Rewrite every line of the rows below as a numbered list, leaving out the blank lines.

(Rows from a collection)
★ ★ ★

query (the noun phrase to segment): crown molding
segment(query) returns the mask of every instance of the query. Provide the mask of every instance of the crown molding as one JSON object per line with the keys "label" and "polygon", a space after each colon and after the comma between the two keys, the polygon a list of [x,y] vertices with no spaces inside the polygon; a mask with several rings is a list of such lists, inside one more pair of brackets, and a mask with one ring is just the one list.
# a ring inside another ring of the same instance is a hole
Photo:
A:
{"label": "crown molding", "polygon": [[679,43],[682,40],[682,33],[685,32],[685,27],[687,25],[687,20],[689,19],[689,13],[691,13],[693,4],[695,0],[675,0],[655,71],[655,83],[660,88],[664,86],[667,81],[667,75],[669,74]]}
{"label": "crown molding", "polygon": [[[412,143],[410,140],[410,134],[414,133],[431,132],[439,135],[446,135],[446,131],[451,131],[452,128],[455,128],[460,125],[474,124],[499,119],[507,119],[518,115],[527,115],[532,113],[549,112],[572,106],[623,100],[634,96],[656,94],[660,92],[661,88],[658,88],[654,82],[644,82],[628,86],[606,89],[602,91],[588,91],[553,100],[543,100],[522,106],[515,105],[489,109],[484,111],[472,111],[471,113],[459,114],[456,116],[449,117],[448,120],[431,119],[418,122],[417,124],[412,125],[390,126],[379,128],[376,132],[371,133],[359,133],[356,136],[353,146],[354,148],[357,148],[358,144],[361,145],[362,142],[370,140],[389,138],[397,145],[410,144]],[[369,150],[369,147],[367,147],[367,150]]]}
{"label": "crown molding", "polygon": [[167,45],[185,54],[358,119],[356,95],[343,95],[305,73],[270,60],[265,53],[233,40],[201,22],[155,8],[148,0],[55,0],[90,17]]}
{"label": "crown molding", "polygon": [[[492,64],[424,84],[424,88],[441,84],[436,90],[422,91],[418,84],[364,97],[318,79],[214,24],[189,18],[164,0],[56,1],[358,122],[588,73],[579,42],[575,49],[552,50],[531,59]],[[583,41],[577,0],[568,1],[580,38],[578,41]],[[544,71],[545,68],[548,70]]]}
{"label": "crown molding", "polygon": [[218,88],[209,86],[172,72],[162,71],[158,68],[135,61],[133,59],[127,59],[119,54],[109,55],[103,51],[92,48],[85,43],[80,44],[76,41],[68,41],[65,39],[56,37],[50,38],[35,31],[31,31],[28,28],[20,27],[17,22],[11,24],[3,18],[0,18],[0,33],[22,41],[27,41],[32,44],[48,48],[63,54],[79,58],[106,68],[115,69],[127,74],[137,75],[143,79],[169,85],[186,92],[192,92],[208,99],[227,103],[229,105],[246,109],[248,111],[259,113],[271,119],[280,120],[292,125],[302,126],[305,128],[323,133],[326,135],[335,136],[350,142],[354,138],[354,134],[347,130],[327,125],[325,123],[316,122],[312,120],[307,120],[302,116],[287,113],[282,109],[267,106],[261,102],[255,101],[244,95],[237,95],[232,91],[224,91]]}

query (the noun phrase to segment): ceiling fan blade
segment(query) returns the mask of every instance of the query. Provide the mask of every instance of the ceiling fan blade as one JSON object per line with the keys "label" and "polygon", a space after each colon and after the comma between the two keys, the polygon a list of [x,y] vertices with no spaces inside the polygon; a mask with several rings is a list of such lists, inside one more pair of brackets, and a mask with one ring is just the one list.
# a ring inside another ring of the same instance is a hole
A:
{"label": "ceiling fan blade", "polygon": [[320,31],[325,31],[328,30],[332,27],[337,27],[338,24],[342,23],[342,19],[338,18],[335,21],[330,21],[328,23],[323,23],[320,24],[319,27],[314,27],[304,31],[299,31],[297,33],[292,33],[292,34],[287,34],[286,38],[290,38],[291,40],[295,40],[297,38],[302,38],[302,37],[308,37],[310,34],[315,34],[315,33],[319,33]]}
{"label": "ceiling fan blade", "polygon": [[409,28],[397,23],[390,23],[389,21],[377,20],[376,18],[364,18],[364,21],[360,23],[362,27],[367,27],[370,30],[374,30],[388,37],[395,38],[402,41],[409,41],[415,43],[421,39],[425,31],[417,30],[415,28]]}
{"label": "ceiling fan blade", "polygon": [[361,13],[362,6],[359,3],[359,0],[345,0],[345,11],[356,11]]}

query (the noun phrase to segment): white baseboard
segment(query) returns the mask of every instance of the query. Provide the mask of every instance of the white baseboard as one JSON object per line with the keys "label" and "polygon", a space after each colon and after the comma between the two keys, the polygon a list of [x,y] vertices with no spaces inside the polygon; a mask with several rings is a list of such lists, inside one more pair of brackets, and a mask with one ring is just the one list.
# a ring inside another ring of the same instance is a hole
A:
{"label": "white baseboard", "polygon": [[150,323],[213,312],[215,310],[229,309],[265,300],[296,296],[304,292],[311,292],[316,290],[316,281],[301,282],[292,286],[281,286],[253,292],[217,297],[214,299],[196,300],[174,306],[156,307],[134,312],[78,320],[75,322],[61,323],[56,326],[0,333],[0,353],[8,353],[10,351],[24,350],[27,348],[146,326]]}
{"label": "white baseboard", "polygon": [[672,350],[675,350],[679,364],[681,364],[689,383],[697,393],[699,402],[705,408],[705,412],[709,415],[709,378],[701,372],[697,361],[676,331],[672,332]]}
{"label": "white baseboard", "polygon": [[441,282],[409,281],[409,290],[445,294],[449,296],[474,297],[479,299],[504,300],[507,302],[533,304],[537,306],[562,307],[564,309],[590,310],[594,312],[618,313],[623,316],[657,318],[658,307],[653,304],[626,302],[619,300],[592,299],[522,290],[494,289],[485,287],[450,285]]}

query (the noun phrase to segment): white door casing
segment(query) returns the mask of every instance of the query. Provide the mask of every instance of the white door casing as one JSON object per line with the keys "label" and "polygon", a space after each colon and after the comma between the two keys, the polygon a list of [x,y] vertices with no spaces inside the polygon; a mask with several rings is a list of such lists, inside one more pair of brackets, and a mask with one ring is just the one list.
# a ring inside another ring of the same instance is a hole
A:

★ ★ ★

FINAL ANSWER:
1. query (the noun phrase to segment): crown molding
2. segment(query) returns the mask of every instance of the query. Provide the mask of every instance of the crown molding as one JSON object per line with the keys "label" and "polygon", a space after each colon and after the comma between the two keys, the polygon a list of [x,y] vertices with no spaces inside the polygon; a mask with several rings is a list of such lists, inside one more pair of brackets, and a mask with one ring is just the one list.
3. # a ring inside another ring of the same instance is a hole
4. Photo:
5. A:
6. {"label": "crown molding", "polygon": [[679,43],[682,40],[682,33],[685,32],[685,27],[687,25],[687,20],[689,19],[689,13],[691,13],[693,4],[695,0],[675,0],[655,71],[655,83],[660,88],[664,86],[667,81],[667,75],[669,74]]}
7. {"label": "crown molding", "polygon": [[[412,143],[410,140],[410,134],[414,133],[431,132],[439,135],[446,135],[446,131],[451,131],[452,128],[455,128],[460,125],[474,124],[499,119],[507,119],[518,115],[527,115],[532,113],[549,112],[572,106],[623,100],[634,96],[656,94],[660,92],[661,88],[658,88],[654,82],[644,82],[628,86],[606,89],[602,91],[588,91],[553,100],[543,100],[522,106],[515,105],[489,109],[484,111],[472,111],[471,113],[459,114],[456,116],[449,117],[448,120],[431,119],[418,122],[417,124],[412,125],[390,126],[379,128],[376,132],[371,133],[359,133],[356,136],[353,146],[354,148],[357,148],[358,144],[361,145],[362,142],[370,140],[389,138],[397,145],[410,144]],[[369,150],[369,147],[367,147],[367,150]]]}
8. {"label": "crown molding", "polygon": [[167,45],[185,54],[358,119],[356,95],[343,95],[305,73],[270,60],[265,53],[233,40],[201,22],[155,8],[148,0],[55,0],[90,17]]}
9. {"label": "crown molding", "polygon": [[[492,64],[424,84],[424,88],[441,84],[436,90],[422,91],[418,84],[364,97],[318,79],[214,24],[189,18],[164,0],[56,1],[358,122],[588,73],[579,42],[575,49],[552,50],[531,59]],[[583,41],[577,0],[568,1],[580,38],[578,41]],[[544,71],[545,68],[548,70]]]}
10. {"label": "crown molding", "polygon": [[218,88],[209,86],[172,72],[162,71],[158,68],[135,61],[133,59],[127,59],[119,54],[109,55],[103,51],[92,48],[85,43],[80,44],[76,41],[68,41],[65,39],[56,37],[50,38],[35,31],[31,31],[28,28],[20,27],[17,22],[11,24],[3,18],[0,18],[0,33],[22,41],[27,41],[32,44],[48,48],[63,54],[79,58],[106,68],[115,69],[127,74],[137,75],[143,79],[169,85],[186,92],[192,92],[208,99],[227,103],[229,105],[246,109],[248,111],[259,113],[271,119],[280,120],[292,125],[302,126],[305,128],[323,133],[326,135],[335,136],[350,142],[354,138],[354,134],[347,130],[327,125],[325,123],[316,122],[312,120],[307,120],[302,116],[287,113],[282,109],[267,106],[261,102],[255,101],[244,95],[237,95],[232,91],[224,91]]}
11. query (the noun phrase to segment): ceiling fan blade
12. segment(query) returns the mask of every instance of the query. Provide the mask of every instance of the ceiling fan blade as one JSON object per line with the keys "label" and "polygon", a space after each colon and after the comma between the two keys, the polygon a list of [x,y] vertices with no spaces inside the polygon; a mask with several rings is a list of such lists, inside one more pair of brackets, and a mask with one ring is just the one list.
13. # a ring inside another ring of the same instance is a hole
14. A:
15. {"label": "ceiling fan blade", "polygon": [[320,31],[325,31],[328,30],[332,27],[337,27],[338,24],[342,23],[342,19],[338,18],[335,21],[330,21],[328,23],[323,23],[320,24],[319,27],[314,27],[304,31],[299,31],[297,33],[292,33],[292,34],[287,34],[286,38],[290,38],[291,40],[295,40],[297,38],[302,38],[302,37],[308,37],[310,34],[315,34],[315,33],[319,33]]}
16. {"label": "ceiling fan blade", "polygon": [[409,28],[397,23],[390,23],[389,21],[377,20],[376,18],[364,18],[364,21],[360,23],[362,27],[367,27],[370,30],[374,30],[388,37],[395,38],[402,41],[409,41],[415,43],[421,39],[425,31],[417,30],[415,28]]}
17. {"label": "ceiling fan blade", "polygon": [[361,13],[362,6],[359,3],[359,0],[345,0],[345,11],[356,11]]}
18. query (the noun phrase to segment): white baseboard
19. segment(query) returns the mask of every instance of the query. Provide the mask of every instance of the white baseboard as one JSON object per line with the keys "label" and "polygon", a space after each colon and after the comma between the two keys, the polygon a list of [x,y] vertices with no spaces inside the polygon; a mask with several rings is a list of such lists, inside one more pair of brackets, and a mask with one ring is just the one list.
20. # a ring inside another ring of the same instance is a hole
21. A:
22. {"label": "white baseboard", "polygon": [[150,323],[213,312],[215,310],[229,309],[265,300],[296,296],[304,292],[311,292],[316,290],[316,281],[301,282],[292,286],[281,286],[253,292],[217,297],[214,299],[196,300],[174,306],[156,307],[134,312],[78,320],[75,322],[61,323],[56,326],[0,333],[0,353],[8,353],[10,351],[24,350],[27,348],[146,326]]}
23. {"label": "white baseboard", "polygon": [[672,350],[675,350],[679,364],[681,364],[689,383],[697,393],[699,402],[705,408],[705,412],[709,415],[709,378],[701,372],[697,361],[676,331],[672,332]]}
24. {"label": "white baseboard", "polygon": [[441,282],[409,281],[409,290],[445,294],[449,296],[474,297],[479,299],[504,300],[507,302],[533,304],[537,306],[562,307],[564,309],[590,310],[594,312],[618,313],[623,316],[657,318],[658,307],[653,304],[626,302],[619,300],[592,299],[522,290],[494,289],[485,287],[450,285]]}
25. query (the noun phrase to segment): white door casing
26. segment(query) returns the mask of every instance of the query. Provide the mask of every instance of the white door casing as one JSON object per line with the keys "label" and "polygon", a space after each colon and after the comma between the two keys, the polygon a list of [x,y] vertices with no spaces inside the polygon; a mask with several rings is a list of such lists, inside one more pair of brackets, and a mask with one ring is just the one list.
27. # a ring inside another ring of the same instance is a hole
28. A:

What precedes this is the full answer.